Tugas: Masukkan ke dalam tabel Markdown berkolom No dan Isi setiap baris entri, mulai dari baris yang memuat "outline outstretched arm" dan berakhir pada baris yang memuat "M 167 80 L 172", dengan kedua baris itu ikut disertakan. Isi kolom No dengan nomor urut, isi kolom Isi dengan teks barisnya, dan lewati baris kosong.
::::
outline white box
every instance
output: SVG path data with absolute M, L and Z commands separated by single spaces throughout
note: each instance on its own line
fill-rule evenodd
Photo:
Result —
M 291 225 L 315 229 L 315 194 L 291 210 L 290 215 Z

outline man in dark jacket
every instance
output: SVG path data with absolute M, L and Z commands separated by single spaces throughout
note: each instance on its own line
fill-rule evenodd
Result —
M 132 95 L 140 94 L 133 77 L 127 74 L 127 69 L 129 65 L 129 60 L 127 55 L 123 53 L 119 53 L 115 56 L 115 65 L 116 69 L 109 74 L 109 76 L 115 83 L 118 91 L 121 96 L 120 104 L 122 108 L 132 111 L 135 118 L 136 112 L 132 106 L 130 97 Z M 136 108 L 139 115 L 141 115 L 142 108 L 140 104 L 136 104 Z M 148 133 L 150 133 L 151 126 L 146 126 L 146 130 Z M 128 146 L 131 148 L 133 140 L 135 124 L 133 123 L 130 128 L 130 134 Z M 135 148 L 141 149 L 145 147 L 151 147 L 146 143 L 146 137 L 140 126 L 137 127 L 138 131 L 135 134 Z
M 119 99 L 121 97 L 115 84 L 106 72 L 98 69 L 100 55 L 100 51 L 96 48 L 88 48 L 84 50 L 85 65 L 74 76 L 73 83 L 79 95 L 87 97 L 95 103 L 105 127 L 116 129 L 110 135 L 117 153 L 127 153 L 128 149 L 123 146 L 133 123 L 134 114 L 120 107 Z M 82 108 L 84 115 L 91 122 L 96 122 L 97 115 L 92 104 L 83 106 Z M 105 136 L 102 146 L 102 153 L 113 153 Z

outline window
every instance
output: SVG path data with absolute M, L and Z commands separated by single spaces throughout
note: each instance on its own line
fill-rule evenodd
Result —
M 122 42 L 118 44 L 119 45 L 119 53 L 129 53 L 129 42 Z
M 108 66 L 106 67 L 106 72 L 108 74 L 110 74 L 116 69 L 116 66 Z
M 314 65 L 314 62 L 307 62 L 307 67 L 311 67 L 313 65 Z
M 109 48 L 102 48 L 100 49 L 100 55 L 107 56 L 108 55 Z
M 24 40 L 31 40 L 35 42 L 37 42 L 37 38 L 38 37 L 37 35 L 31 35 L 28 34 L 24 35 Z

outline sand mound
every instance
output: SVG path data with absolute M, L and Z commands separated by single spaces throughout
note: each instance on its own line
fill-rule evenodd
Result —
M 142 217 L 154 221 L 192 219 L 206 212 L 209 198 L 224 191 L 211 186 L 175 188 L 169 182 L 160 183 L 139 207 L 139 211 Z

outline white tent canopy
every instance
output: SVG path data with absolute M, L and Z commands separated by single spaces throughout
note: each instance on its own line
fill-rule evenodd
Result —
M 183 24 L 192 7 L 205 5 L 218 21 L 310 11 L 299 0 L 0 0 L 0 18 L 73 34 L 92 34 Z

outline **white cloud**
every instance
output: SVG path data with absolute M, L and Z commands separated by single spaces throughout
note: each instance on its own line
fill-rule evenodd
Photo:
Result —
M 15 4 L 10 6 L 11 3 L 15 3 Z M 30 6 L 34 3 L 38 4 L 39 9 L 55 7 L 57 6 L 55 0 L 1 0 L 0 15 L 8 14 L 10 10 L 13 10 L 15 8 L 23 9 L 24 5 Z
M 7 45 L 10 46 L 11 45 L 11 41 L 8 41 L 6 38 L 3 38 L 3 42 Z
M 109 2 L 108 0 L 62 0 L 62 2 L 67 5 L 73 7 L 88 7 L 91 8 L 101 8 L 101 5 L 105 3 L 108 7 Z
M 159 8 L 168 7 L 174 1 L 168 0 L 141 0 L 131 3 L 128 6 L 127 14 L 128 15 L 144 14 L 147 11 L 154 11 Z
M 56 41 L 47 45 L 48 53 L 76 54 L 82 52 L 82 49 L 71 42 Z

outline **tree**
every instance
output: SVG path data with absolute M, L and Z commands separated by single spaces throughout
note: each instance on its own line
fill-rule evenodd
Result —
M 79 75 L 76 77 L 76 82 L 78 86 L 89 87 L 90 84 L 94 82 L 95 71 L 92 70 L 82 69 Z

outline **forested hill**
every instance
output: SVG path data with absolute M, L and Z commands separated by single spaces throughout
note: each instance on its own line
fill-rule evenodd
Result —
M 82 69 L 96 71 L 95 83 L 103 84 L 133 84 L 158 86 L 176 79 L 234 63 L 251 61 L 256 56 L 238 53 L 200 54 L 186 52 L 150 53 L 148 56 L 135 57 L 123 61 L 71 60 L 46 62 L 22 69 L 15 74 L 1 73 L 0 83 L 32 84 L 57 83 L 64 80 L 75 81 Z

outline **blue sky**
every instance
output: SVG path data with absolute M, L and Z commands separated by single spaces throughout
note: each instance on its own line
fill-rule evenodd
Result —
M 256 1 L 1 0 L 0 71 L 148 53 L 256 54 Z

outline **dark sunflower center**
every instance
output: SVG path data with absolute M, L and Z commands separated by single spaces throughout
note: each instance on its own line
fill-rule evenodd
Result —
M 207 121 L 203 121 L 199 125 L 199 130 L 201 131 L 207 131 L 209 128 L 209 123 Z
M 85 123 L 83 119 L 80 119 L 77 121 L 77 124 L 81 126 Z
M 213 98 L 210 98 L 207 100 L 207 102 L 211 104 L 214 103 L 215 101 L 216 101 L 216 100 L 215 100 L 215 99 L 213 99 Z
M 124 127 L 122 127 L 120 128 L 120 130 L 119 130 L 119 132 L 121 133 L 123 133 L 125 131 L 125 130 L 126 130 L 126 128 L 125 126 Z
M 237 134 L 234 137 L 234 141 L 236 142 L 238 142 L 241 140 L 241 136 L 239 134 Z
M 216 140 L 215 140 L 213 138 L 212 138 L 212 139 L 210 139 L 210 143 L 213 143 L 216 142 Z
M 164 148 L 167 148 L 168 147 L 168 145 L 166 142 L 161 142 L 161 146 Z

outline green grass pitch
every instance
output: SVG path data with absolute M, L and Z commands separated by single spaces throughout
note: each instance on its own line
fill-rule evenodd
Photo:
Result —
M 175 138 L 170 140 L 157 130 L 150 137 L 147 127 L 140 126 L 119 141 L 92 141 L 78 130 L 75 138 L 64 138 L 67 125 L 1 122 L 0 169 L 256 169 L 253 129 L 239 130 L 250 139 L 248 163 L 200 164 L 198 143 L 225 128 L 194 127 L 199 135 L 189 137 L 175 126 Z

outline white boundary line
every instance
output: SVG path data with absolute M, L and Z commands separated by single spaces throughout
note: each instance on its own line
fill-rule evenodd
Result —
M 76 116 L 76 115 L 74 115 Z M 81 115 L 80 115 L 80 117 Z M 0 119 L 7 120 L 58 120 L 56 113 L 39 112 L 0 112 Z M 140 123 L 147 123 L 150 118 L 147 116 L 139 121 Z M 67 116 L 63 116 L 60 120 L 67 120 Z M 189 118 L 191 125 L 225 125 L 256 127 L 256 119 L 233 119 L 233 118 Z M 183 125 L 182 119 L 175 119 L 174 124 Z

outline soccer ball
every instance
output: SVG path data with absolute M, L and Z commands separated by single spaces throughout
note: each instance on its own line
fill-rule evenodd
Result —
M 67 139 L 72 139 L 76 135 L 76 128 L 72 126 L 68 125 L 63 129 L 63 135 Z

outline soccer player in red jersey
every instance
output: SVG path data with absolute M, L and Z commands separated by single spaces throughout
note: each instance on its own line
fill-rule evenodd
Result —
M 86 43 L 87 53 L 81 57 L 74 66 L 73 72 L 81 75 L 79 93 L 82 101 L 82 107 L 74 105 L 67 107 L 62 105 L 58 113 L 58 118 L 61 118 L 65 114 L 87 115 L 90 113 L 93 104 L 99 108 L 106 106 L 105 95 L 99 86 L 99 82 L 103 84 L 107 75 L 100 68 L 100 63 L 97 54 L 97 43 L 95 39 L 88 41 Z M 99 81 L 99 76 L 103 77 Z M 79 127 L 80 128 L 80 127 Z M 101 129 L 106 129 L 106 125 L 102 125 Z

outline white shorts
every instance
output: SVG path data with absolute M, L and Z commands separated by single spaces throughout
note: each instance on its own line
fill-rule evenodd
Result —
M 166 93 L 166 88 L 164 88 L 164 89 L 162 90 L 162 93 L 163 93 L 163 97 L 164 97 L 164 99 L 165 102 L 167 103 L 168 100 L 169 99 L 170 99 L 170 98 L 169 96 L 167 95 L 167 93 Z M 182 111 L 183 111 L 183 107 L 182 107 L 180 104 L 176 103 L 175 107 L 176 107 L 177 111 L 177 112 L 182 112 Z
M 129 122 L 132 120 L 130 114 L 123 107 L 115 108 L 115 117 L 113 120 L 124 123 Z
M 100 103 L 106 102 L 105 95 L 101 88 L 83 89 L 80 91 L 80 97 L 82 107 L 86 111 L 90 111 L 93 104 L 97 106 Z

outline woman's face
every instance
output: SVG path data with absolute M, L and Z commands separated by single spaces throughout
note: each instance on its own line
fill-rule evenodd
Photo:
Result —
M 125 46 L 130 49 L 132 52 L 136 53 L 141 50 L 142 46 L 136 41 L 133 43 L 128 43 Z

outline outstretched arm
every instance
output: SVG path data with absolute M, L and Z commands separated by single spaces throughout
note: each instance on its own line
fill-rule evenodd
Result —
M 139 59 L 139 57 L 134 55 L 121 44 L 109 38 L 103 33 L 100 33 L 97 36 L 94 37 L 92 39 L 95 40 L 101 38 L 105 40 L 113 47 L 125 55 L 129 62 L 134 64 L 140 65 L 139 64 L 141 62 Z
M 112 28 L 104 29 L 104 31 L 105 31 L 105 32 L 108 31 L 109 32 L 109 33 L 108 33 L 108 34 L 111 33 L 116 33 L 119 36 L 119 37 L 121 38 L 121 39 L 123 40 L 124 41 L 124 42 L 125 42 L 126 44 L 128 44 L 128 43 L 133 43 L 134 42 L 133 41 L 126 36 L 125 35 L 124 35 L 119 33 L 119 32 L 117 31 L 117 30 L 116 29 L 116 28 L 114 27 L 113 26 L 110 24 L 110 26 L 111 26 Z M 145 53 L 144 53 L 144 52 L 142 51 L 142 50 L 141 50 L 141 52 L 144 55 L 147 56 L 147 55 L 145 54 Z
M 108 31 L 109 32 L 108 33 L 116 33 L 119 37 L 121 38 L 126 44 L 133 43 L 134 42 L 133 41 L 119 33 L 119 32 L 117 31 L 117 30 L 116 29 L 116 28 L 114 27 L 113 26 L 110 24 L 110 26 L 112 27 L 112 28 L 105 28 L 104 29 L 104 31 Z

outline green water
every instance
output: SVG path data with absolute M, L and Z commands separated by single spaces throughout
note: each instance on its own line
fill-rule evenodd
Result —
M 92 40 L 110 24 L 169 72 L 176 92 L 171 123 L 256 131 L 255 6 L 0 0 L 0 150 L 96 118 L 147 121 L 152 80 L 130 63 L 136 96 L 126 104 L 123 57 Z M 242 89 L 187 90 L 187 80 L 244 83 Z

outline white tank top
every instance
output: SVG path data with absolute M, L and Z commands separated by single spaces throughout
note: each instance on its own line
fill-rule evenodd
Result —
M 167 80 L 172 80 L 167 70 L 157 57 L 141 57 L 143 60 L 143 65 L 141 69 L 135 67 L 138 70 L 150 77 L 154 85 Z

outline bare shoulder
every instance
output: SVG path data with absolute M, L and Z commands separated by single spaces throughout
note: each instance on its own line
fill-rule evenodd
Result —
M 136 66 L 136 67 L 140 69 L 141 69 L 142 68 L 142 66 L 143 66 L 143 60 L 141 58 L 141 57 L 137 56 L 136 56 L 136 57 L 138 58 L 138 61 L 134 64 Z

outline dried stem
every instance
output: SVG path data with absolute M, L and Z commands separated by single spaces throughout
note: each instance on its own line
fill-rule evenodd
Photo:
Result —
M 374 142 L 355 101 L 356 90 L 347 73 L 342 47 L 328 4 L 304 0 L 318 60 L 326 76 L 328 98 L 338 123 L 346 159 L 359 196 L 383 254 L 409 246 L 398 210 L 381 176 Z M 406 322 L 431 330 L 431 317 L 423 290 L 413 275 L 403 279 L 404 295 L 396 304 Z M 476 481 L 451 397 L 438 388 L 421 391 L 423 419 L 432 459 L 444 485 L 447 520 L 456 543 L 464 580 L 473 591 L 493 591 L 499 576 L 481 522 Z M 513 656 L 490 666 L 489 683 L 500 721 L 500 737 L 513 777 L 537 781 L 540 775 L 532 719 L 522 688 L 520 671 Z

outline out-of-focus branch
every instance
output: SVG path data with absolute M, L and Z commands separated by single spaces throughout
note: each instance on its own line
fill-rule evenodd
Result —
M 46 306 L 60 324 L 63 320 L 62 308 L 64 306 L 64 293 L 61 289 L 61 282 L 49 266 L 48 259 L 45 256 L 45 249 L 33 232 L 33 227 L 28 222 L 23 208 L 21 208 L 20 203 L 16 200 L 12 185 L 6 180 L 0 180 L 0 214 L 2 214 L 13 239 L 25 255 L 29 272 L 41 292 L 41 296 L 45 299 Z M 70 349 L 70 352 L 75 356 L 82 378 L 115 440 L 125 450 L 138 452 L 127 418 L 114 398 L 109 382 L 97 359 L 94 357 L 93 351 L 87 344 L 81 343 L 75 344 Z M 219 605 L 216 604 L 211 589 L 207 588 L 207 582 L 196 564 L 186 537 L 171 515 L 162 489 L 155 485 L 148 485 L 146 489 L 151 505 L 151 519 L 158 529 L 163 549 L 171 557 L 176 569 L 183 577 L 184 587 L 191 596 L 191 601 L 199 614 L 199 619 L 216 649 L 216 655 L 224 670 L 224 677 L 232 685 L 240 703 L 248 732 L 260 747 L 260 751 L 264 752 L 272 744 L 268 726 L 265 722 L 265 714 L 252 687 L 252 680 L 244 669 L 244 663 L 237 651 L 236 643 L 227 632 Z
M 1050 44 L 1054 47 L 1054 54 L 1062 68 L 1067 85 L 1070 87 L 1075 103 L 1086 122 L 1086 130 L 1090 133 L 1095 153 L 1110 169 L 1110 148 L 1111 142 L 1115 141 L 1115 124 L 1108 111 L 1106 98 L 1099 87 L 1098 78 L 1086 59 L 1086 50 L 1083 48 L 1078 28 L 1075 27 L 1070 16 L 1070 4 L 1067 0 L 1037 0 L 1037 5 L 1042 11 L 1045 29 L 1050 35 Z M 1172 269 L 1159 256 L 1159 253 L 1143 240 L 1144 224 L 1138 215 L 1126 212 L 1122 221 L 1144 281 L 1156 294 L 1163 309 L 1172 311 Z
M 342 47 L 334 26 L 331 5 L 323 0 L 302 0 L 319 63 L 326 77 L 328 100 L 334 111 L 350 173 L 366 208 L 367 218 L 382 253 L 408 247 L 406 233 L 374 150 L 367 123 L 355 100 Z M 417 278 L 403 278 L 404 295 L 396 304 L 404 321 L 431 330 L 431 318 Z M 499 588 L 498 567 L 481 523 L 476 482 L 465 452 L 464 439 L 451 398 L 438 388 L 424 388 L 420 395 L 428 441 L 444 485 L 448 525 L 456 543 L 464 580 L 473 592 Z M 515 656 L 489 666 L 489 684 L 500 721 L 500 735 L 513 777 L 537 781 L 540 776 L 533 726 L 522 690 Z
::::
Hasil yang Diharapkan:
| No | Isi |
|---|---|
| 1 | outline outstretched arm |
| 2 | every instance |
| 3 | output: SVG path data with absolute M, L and Z commands separated by single spaces throughout |
| 4 | note: each instance on its own line |
| 5 | fill-rule evenodd |
| 6 | Result — |
| 7 | M 139 59 L 139 57 L 134 55 L 121 44 L 109 38 L 103 33 L 100 33 L 97 36 L 94 37 L 92 39 L 95 40 L 101 38 L 105 40 L 113 47 L 125 55 L 129 62 L 134 64 L 140 65 L 139 64 L 141 62 Z |
| 8 | M 112 28 L 104 29 L 104 31 L 105 31 L 105 32 L 108 31 L 109 32 L 109 33 L 108 33 L 108 34 L 111 33 L 116 33 L 119 36 L 119 37 L 121 38 L 121 39 L 123 40 L 124 41 L 124 42 L 125 42 L 126 44 L 128 44 L 128 43 L 133 43 L 134 42 L 133 41 L 126 36 L 125 35 L 124 35 L 119 33 L 119 32 L 117 31 L 117 30 L 116 29 L 116 28 L 114 27 L 113 26 L 110 24 L 110 26 L 111 26 Z M 145 53 L 144 53 L 144 52 L 142 51 L 142 50 L 141 50 L 141 52 L 144 55 L 147 56 L 147 55 L 145 54 Z |
| 9 | M 108 31 L 109 32 L 108 33 L 116 33 L 119 37 L 121 38 L 126 44 L 133 43 L 134 42 L 133 41 L 119 33 L 119 32 L 117 31 L 117 30 L 116 29 L 116 28 L 114 27 L 113 26 L 110 24 L 110 26 L 112 27 L 112 28 L 105 28 L 104 29 L 104 31 Z |
| 10 | outline green water |
| 11 | every instance |
| 12 | output: SVG path data with absolute M, L and Z commands separated by single spaces throughout |
| 13 | note: each instance on its own line |
| 14 | fill-rule evenodd |
| 15 | Result — |
| 16 | M 92 40 L 110 24 L 169 72 L 176 92 L 171 123 L 256 131 L 255 6 L 0 0 L 0 150 L 96 118 L 147 121 L 152 80 L 130 63 L 136 96 L 126 104 L 123 57 Z M 242 89 L 187 90 L 187 80 L 244 83 Z |
| 17 | outline white tank top |
| 18 | every instance |
| 19 | output: SVG path data with absolute M, L and Z commands separated by single spaces throughout |
| 20 | note: each instance on its own line |
| 21 | fill-rule evenodd |
| 22 | Result — |
| 23 | M 167 80 L 172 80 L 167 70 L 157 57 L 141 57 L 143 60 L 143 65 L 141 69 L 135 67 L 138 70 L 150 77 L 154 85 Z |